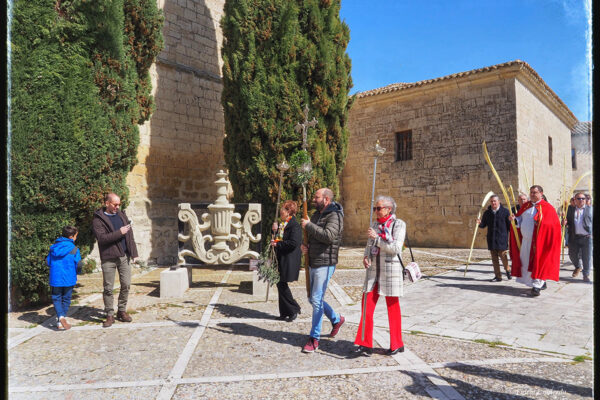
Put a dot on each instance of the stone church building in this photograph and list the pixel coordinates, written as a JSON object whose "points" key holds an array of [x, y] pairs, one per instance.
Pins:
{"points": [[434, 165], [432, 129]]}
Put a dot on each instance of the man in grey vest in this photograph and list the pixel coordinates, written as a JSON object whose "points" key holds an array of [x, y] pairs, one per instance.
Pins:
{"points": [[579, 225], [113, 231]]}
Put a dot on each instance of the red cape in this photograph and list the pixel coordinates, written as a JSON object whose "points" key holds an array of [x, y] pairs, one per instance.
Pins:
{"points": [[544, 256]]}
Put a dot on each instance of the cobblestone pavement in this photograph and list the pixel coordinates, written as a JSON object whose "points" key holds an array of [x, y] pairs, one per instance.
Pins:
{"points": [[465, 338]]}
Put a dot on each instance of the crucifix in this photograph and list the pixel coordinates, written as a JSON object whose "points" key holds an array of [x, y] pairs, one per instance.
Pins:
{"points": [[303, 127]]}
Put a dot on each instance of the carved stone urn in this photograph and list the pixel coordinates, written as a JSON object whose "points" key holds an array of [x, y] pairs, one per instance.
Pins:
{"points": [[230, 236]]}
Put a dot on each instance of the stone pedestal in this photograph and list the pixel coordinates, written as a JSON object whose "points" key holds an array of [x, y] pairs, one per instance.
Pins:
{"points": [[174, 283]]}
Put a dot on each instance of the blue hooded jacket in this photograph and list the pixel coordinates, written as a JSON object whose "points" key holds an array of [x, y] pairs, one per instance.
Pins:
{"points": [[63, 265]]}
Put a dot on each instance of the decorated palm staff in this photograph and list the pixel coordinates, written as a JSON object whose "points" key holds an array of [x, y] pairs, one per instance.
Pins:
{"points": [[483, 203], [268, 265], [378, 152], [503, 189], [282, 167], [302, 172], [512, 195]]}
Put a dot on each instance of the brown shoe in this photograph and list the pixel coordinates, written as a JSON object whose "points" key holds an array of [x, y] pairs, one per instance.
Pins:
{"points": [[109, 321], [123, 316], [64, 323]]}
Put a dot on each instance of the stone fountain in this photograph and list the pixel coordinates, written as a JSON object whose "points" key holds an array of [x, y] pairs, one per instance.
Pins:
{"points": [[221, 236]]}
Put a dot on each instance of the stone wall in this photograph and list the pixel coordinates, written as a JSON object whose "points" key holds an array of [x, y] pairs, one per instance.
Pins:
{"points": [[581, 143], [440, 190], [180, 147], [536, 122]]}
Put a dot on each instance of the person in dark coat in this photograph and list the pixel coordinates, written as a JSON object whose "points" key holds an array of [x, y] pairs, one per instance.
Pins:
{"points": [[287, 242], [495, 218]]}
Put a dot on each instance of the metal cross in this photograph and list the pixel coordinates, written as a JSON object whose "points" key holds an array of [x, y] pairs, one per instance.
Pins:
{"points": [[302, 127]]}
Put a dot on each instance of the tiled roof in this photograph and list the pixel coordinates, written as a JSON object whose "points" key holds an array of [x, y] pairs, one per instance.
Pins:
{"points": [[582, 128], [516, 64]]}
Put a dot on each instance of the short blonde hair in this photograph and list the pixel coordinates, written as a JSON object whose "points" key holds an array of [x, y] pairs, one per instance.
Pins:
{"points": [[290, 206]]}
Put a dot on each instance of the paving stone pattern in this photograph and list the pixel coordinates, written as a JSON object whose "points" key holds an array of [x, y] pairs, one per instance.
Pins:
{"points": [[465, 338]]}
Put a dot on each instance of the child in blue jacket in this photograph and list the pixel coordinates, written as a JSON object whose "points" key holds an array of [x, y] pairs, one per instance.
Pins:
{"points": [[62, 260]]}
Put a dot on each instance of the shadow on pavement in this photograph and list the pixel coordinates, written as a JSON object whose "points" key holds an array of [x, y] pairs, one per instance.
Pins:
{"points": [[547, 388], [337, 348], [231, 311], [488, 288]]}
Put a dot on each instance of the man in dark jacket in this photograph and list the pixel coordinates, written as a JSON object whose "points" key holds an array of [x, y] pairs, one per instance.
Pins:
{"points": [[324, 231], [495, 218], [579, 225], [113, 231]]}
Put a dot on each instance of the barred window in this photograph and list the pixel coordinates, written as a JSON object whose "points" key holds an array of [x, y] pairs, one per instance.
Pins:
{"points": [[404, 146]]}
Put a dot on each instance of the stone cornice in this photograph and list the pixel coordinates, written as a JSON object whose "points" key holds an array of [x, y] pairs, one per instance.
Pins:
{"points": [[513, 69]]}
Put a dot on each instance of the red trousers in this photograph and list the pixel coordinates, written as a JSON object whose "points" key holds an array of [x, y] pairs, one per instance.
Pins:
{"points": [[394, 318]]}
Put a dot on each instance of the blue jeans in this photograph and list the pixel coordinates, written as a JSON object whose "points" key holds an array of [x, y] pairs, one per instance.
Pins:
{"points": [[319, 279], [580, 248], [61, 297]]}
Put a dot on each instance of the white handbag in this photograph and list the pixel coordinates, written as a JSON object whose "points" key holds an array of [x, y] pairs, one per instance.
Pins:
{"points": [[412, 272]]}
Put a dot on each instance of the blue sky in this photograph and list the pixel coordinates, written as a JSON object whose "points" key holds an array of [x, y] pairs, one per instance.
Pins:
{"points": [[411, 40]]}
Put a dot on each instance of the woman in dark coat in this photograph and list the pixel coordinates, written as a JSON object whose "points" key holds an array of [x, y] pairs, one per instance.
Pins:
{"points": [[286, 242]]}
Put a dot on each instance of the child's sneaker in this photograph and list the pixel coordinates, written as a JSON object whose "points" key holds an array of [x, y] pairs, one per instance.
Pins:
{"points": [[311, 345], [64, 323]]}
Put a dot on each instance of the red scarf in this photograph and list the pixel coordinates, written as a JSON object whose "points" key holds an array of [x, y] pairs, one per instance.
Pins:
{"points": [[383, 227]]}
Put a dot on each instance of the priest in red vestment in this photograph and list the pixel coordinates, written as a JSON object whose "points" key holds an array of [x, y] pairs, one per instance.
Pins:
{"points": [[539, 231]]}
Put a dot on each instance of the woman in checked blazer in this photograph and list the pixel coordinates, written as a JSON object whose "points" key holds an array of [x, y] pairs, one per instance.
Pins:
{"points": [[384, 276]]}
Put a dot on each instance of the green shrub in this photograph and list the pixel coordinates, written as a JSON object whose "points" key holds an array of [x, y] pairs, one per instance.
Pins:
{"points": [[80, 86], [89, 266], [279, 56]]}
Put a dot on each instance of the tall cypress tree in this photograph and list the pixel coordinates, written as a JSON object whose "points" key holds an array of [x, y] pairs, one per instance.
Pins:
{"points": [[278, 57], [80, 86]]}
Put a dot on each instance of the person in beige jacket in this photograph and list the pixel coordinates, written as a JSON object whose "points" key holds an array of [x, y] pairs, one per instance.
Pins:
{"points": [[384, 276]]}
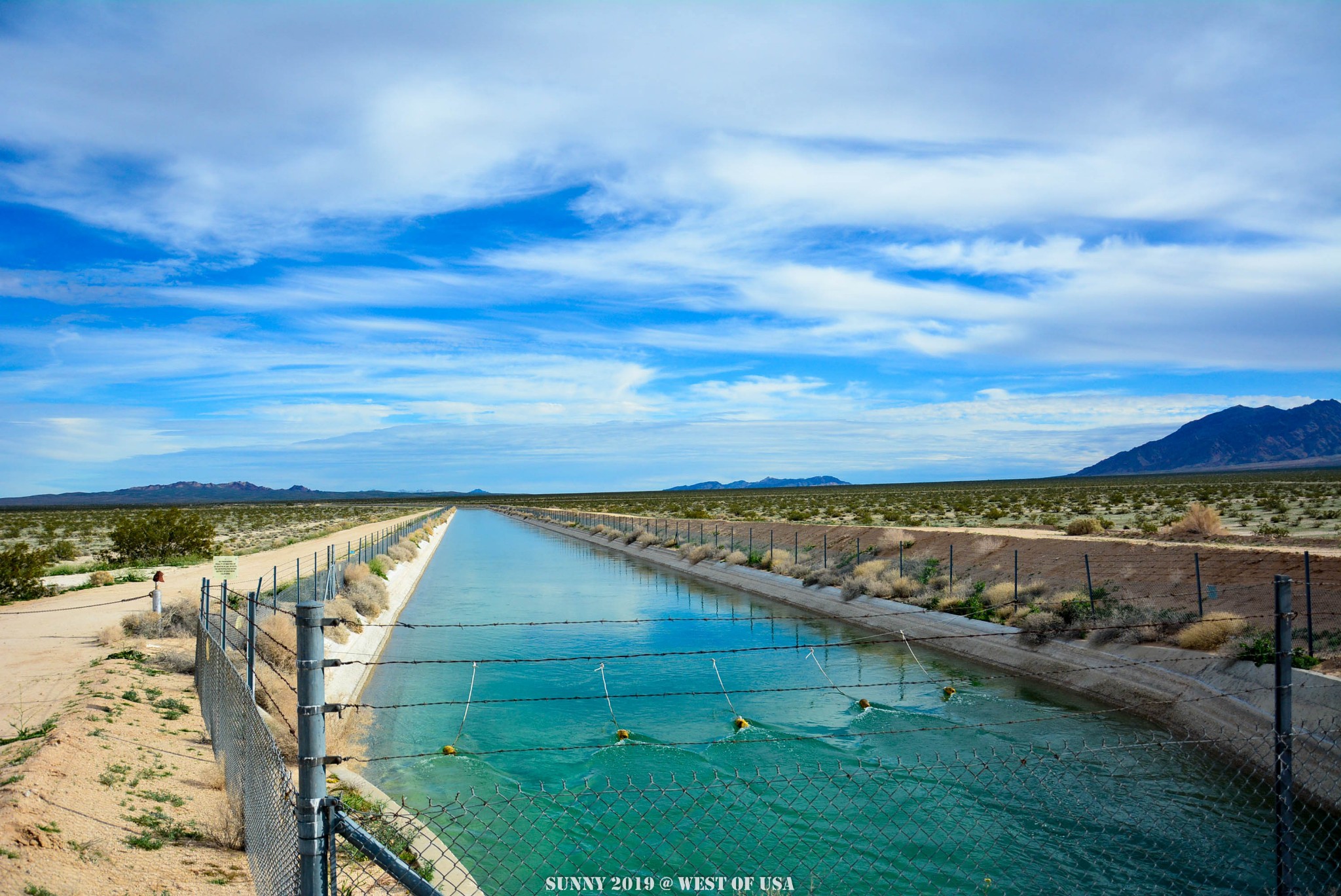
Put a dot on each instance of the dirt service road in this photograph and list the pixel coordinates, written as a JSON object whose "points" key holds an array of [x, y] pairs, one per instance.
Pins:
{"points": [[45, 643]]}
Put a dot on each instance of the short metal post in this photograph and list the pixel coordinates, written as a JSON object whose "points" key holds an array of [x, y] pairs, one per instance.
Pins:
{"points": [[1283, 737], [1090, 585], [1308, 599], [312, 747], [251, 637], [1196, 561]]}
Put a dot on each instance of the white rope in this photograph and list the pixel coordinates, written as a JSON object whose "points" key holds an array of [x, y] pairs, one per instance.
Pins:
{"points": [[913, 655], [610, 706], [467, 711], [812, 655], [723, 687]]}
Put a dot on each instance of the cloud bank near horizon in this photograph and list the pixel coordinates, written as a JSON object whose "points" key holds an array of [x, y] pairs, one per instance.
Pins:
{"points": [[879, 242]]}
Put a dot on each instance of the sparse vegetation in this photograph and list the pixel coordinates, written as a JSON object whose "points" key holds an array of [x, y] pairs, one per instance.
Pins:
{"points": [[1254, 505]]}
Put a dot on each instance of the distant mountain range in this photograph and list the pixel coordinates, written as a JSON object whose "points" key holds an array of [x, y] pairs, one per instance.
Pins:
{"points": [[192, 493], [1238, 439], [767, 482]]}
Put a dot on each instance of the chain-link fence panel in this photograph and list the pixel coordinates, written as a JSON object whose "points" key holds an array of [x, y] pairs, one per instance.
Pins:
{"points": [[257, 778], [1069, 819]]}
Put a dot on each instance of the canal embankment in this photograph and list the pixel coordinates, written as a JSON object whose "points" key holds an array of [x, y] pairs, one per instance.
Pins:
{"points": [[1223, 702]]}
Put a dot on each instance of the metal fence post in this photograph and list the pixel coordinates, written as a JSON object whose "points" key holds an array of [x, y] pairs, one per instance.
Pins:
{"points": [[1283, 727], [1196, 561], [312, 747], [251, 637], [1090, 585], [1308, 599]]}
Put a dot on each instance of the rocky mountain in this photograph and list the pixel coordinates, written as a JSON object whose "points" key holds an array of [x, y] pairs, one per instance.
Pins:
{"points": [[1238, 438], [193, 493], [767, 482]]}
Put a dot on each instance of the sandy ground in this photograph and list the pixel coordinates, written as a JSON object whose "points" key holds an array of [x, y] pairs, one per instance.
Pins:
{"points": [[71, 798], [43, 643], [1159, 573]]}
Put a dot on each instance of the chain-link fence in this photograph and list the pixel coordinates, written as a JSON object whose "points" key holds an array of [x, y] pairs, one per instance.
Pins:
{"points": [[1253, 808], [258, 781]]}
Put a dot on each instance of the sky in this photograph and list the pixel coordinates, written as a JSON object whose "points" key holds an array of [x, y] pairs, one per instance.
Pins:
{"points": [[602, 246]]}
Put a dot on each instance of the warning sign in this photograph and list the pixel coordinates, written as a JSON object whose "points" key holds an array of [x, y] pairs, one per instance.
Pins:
{"points": [[226, 567]]}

┄┄┄┄┄┄┄┄┄┄

Every line above that includes the word "metal" must appear in the answer.

Solution:
Put a dot on each instance of the metal cross in this photograph and list the pixel coordinates, written as a JSON object whose "points" key holds an array of [x, y] pairs, one per instance.
Put a dot on each instance of the short metal post in this photograph and list the pixel coordinates, written as a JSON object whose "points" key holds an array of [x, y] pairs, one per instance.
Put a dot on each instance of the metal fence post in this photograph and list the pixel coordinates, written as a JSON object whose "points" key holds an array of [x, y] pairs, one per instance.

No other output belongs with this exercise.